::: TEXT :::
Mertens-Schaaffhausen, Sibylle: La principessa tedesca

kultur Nr. 63 - Februar 2010

Ist Ihnen auch schon mal der Gedanke gekommen, dass wir nichts, aber auch gar nichts wüssten von vergangenen Zeiten, wenn die Menschen sich nicht fortwährend geschrieben hätten, oft mehrmals am Tage? Von uns, von Telefonanrufen, e-mails, SMS´s oder Faxen bleibt nichts übrig und erhalten! Wie also wird man in zweihundert Jahren wissen, wie wir im Jahre 2009 gelebt haben?
„Rheingräfin“ nannte man Sibylle Mertens-Schaafhausen in Deutschland und „la principessa tedesca“ in Italien. Sie war Mäzenin, Sammlerin, Archäologin, Kunstkennerin par excellence, sie wurde 1797 in Köln geboren und kostete ihre Mutter das Leben. Die Familie war sehr reich, besaß Güter, Schlösser, Burgen, u.a. den „Auerhof“ in Plittersdorf nahe Bonn, der in ihrem Leben eine große Rolle spielen wird.
Die neue sehr junge Frau, die ihr Vater heiratet, wird nie eine Mutter für sie werden, sie zieht sich in sich selbst zurück, bleibt verschlossen und sehnt sich nach Wärme und Liebe.
::: BEREITGESTELLTE DATEN :::
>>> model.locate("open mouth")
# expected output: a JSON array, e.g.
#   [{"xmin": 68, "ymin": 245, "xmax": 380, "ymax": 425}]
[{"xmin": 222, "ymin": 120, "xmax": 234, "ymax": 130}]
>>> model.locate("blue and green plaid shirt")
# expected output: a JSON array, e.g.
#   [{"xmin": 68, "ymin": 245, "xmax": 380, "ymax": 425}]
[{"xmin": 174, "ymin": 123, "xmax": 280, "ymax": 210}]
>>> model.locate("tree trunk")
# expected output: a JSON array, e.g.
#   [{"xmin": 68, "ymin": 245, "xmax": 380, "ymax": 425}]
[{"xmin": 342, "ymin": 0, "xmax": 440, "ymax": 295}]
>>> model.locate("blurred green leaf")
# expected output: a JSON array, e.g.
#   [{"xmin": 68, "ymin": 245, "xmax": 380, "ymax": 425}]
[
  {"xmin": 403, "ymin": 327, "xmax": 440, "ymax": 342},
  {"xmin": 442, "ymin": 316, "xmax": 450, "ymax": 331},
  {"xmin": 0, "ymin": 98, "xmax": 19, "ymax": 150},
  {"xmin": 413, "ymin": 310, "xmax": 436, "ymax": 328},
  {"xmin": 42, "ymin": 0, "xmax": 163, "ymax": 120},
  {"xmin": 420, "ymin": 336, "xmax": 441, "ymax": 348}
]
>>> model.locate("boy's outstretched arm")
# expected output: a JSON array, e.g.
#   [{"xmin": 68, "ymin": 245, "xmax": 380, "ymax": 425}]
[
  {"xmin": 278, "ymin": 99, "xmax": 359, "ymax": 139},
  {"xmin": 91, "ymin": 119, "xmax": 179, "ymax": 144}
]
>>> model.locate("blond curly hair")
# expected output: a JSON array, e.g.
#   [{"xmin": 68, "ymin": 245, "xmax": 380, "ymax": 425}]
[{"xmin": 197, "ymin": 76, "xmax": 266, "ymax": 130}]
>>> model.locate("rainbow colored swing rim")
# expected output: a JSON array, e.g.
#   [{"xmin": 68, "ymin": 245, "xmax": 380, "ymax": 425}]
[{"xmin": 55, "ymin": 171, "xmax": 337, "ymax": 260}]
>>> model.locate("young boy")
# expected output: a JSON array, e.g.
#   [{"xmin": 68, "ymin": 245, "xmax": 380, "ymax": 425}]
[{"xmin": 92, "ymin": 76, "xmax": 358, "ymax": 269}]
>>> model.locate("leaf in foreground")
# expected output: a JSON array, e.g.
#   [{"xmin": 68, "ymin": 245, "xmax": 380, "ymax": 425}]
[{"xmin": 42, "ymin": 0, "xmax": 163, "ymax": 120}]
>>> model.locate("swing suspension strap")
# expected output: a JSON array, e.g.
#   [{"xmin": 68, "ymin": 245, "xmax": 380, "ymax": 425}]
:::
## AUFGABENSTELLUNG
Führe den Text über Sibylle Mertens-Schaaffhausen bitte im Anschluss an seinen letzten Satz weiter. Die Datensätze spielen hierfür keine Rolle.

## ERGEBNIS
Als sie auf Wunsch ihres Vaters mit 19 Jahren heiratet, schnell nacheinander sechs Kinder zur Welt bringt, wird die Sehnsucht nicht gestillt. Die Ehe ist unglücklich, ihr Mann versteht sie nicht, er ist ein Geschäftsmann.
So flüchtet sie schließlich in die Kunst und bringt es zu erstaunlicher Kennerschaft. Und sie schließt Freundschaft mit drei Frauen, gleich ihr einsam und unzufrieden, klug und sogar berühmt: Ottilie von Goethe, die
Schwiegertochter des Dichterfürsten, Annette von Droste-Hülshoff, die Dichterin und Adele Schopenhauer, Malerin, Dichterin, Schriftstellerin, Schwester des Philosophen gleichen Namens.
Es gelingt ihr, ihrer Sehnsucht nach Italien zu folgen, auch dort schließt sich ein Kreis bedeutender Männer und Frauen um sie, auch da bleibt sie im Wesentlichen allein, kehrt zurück, und immer wieder hin.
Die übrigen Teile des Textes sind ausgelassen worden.